Provided material
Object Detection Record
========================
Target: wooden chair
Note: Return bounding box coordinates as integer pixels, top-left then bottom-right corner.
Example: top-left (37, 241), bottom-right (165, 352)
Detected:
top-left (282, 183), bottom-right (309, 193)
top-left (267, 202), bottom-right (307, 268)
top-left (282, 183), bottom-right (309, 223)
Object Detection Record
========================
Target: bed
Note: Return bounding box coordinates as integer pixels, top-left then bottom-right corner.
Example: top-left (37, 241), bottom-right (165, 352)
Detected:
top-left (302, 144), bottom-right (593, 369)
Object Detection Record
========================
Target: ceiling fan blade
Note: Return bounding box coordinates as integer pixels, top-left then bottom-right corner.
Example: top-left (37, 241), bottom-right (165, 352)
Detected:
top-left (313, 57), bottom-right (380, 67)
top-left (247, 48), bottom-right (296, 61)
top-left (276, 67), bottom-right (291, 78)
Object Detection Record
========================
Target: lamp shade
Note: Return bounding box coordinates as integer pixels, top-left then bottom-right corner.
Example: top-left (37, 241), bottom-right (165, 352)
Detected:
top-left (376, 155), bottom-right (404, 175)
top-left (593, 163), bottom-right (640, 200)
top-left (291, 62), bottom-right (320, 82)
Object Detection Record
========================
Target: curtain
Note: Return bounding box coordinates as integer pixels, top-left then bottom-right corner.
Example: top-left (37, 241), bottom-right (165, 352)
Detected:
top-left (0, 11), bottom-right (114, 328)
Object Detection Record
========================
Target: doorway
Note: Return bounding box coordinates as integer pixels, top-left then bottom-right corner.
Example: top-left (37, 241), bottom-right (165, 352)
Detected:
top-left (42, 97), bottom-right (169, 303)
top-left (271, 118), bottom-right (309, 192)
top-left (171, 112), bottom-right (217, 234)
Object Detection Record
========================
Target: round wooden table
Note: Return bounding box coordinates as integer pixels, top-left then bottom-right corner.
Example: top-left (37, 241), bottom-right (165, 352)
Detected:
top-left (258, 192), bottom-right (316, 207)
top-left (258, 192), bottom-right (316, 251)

Directions
Repeat the records word for word, starting at the first line and ending with the line containing "top-left (302, 144), bottom-right (593, 369)", both included.

Exercise result
Object Detection Record
========================
Target: wooden chair
Note: Return bounding box coordinates as integer pixels, top-left then bottom-right corner.
Example: top-left (37, 241), bottom-right (165, 352)
Detected:
top-left (282, 183), bottom-right (309, 193)
top-left (267, 202), bottom-right (307, 268)
top-left (282, 183), bottom-right (309, 223)
Object Detection Record
========================
Target: bed
Note: Return bounding box coordinates as integer pixels, top-left then bottom-right corner.
Example: top-left (37, 241), bottom-right (165, 352)
Detected:
top-left (302, 144), bottom-right (593, 369)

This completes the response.